Data items
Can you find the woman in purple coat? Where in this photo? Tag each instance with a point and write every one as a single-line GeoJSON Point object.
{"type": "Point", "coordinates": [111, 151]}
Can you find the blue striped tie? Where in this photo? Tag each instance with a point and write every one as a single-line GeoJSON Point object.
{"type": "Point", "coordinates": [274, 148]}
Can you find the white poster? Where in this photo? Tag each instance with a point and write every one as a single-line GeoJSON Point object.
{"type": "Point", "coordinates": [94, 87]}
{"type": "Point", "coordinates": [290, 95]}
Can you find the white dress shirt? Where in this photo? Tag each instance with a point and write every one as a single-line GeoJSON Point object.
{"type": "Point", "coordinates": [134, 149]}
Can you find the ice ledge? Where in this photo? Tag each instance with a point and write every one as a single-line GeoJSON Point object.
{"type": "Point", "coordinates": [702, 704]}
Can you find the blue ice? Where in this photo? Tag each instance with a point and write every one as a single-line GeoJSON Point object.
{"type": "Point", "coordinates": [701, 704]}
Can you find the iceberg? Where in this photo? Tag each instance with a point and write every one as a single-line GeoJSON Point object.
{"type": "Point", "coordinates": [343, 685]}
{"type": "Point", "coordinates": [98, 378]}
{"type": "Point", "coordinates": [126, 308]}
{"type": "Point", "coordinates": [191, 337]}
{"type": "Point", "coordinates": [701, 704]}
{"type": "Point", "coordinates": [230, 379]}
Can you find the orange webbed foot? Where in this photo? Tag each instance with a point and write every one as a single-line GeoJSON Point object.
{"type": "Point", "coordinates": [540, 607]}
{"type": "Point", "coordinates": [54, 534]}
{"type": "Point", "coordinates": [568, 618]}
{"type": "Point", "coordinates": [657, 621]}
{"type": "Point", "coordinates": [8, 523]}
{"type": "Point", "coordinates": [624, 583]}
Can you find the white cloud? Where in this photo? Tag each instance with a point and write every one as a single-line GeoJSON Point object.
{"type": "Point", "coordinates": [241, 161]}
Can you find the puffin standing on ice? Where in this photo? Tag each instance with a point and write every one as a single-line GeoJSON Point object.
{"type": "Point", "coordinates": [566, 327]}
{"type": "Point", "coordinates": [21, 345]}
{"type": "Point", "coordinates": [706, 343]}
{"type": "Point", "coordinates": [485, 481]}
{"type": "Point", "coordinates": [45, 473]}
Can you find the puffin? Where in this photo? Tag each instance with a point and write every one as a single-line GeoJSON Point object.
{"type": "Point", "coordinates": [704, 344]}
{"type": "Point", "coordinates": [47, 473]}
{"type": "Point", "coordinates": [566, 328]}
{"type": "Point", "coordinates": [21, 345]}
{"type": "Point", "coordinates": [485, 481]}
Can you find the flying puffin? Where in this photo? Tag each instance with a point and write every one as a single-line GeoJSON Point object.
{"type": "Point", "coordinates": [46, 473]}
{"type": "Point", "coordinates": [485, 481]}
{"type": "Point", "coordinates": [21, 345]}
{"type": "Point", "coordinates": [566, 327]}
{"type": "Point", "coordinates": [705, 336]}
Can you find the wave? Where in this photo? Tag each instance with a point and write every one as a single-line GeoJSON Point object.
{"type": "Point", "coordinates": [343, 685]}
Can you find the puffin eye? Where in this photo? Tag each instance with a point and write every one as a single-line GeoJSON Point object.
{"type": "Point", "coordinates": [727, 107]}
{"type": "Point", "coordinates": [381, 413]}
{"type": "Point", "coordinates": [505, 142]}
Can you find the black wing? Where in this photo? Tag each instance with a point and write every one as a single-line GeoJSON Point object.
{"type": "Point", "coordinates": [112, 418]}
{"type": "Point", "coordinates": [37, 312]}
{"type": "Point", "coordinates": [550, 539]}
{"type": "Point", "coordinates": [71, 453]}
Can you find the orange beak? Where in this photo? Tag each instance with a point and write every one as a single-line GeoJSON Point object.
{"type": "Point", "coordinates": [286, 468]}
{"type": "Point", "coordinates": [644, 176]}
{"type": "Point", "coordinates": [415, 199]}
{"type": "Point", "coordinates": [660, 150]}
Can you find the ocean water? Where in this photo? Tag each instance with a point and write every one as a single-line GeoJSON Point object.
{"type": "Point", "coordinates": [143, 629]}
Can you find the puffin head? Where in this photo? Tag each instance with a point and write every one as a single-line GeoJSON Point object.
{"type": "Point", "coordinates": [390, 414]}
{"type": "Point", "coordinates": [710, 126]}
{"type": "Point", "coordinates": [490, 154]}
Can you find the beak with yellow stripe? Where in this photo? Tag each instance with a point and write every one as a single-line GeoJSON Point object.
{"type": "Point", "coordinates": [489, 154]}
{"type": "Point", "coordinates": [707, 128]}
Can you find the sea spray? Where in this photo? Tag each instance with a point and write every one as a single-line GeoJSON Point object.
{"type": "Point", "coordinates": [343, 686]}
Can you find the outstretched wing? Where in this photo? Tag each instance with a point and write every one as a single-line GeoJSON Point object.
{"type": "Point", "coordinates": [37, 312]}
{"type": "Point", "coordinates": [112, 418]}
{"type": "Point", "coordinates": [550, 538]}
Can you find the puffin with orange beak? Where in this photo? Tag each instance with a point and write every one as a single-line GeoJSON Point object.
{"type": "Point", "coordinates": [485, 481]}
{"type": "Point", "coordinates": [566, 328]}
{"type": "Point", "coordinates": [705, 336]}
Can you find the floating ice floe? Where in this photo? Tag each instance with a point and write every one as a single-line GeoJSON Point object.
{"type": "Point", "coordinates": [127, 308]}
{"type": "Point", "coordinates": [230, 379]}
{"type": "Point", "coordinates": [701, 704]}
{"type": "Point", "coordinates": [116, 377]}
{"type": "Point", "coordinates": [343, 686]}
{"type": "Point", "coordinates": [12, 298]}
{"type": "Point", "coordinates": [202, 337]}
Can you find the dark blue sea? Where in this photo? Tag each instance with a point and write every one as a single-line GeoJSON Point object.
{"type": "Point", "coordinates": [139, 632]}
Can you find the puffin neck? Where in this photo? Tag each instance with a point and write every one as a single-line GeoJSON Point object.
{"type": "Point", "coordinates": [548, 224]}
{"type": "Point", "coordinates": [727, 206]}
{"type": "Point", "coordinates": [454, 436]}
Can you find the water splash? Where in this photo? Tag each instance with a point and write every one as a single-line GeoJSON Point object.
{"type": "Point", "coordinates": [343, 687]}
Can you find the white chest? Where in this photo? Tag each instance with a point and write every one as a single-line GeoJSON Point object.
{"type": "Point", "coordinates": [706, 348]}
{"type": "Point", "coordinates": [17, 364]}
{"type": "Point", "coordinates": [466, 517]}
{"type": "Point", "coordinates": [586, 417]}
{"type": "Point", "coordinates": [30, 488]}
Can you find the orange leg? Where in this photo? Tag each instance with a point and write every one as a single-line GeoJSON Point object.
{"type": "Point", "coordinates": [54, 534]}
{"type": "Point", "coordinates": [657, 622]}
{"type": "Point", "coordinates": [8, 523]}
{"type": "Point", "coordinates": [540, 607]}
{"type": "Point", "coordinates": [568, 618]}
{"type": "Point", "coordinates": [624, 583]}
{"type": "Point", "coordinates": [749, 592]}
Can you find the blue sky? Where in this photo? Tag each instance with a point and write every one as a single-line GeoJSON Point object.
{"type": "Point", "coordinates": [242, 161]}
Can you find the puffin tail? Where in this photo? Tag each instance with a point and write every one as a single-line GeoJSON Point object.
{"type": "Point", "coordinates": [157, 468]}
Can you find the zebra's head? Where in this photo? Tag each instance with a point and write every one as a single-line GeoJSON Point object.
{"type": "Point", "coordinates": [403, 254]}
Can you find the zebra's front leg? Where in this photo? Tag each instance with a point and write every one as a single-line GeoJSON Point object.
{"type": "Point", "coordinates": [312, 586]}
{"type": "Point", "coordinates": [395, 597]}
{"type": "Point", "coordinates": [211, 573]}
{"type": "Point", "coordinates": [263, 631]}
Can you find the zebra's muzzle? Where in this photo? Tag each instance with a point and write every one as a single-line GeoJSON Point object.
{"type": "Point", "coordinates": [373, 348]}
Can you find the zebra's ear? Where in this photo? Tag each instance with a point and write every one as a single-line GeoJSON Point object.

### WHAT NEEDS TO BE DONE
Give back exactly the lines from the line holding "Can you find the white chest?" through the last line of the listing, including both.

### CORRECT OUTPUT
Can you find the white chest? Where in this photo? Tag each instance with a point and write every one as a single-line GeoJSON Point object.
{"type": "Point", "coordinates": [706, 348]}
{"type": "Point", "coordinates": [17, 364]}
{"type": "Point", "coordinates": [466, 517]}
{"type": "Point", "coordinates": [586, 417]}
{"type": "Point", "coordinates": [30, 488]}
Can you find the orange leg? Where in this photo? Tag each instance with a point and write every one as a single-line GeoJSON Point object.
{"type": "Point", "coordinates": [54, 534]}
{"type": "Point", "coordinates": [657, 622]}
{"type": "Point", "coordinates": [8, 523]}
{"type": "Point", "coordinates": [540, 607]}
{"type": "Point", "coordinates": [568, 618]}
{"type": "Point", "coordinates": [624, 583]}
{"type": "Point", "coordinates": [749, 592]}
Can you find the blue sky? Where in this photo? Tag each instance with a point and write every one as a single-line GeoJSON Point object.
{"type": "Point", "coordinates": [242, 161]}
Can you find the puffin tail? Where in this photo? Tag each instance with a point and write every one as a single-line GeoJSON Point object.
{"type": "Point", "coordinates": [157, 468]}
Can you find the zebra's head? Where in this photo? Tag each instance with a point and write every one as a single-line GeoJSON Point object.
{"type": "Point", "coordinates": [403, 254]}
Can you find the zebra's front leg? Where in this photo? Tag each instance with a point and write every one as a single-line GeoJSON Point object.
{"type": "Point", "coordinates": [312, 586]}
{"type": "Point", "coordinates": [395, 597]}
{"type": "Point", "coordinates": [211, 573]}
{"type": "Point", "coordinates": [263, 631]}
Can you find the zebra's muzzle? Where in this photo? Tag each instance with a point and write every one as a single-line GeoJSON Point object.
{"type": "Point", "coordinates": [373, 348]}
Can you find the zebra's ear? Where in this photo? Tag each instance with a point and write every one as a single-line GeoJSON Point object.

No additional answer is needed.